Input material -
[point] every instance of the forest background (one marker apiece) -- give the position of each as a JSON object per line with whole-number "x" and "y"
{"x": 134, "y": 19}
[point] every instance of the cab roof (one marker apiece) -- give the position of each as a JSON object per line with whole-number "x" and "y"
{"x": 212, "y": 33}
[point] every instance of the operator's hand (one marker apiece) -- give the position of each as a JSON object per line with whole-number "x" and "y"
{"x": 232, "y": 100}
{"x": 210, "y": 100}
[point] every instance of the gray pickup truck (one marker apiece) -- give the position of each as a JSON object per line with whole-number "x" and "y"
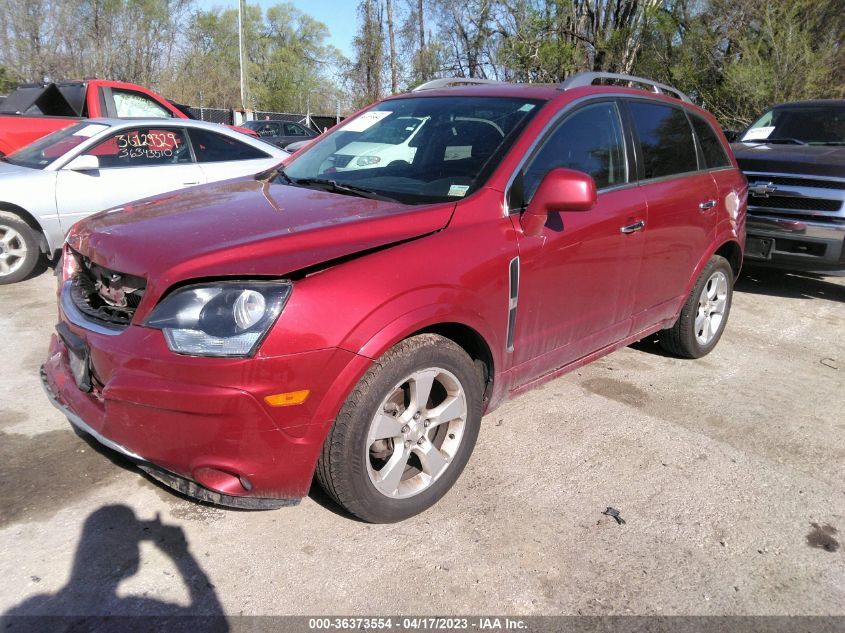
{"x": 794, "y": 159}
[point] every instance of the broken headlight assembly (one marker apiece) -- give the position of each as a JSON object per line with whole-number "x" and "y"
{"x": 219, "y": 319}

What to produce - Copy out all of the material above word for word, leaving out the picture.

Written solution -
[point] every instance of the forest background (one marker apiece) -- give the position of each as a JSON object per line with whole-number "x" and "y"
{"x": 134, "y": 19}
[point] every instance of the cab roof (one marker apiece) -- give the position of each as a JSON object per line with whole-number "x" and "y"
{"x": 212, "y": 33}
[point] every instance of the operator's hand (one marker apiece) -- give the position of each as a JSON object per line with whole-number "x" and "y"
{"x": 232, "y": 100}
{"x": 210, "y": 100}
[point] every instance of the gray pickup truck (one marker apiece) -- give the position of each as a JSON object per line with whole-number "x" and "y"
{"x": 794, "y": 159}
[point] every instance of the broken headlight assembly (one marker apiece) -- give the position of each as a JSON object per line with whole-number "x" and "y"
{"x": 219, "y": 319}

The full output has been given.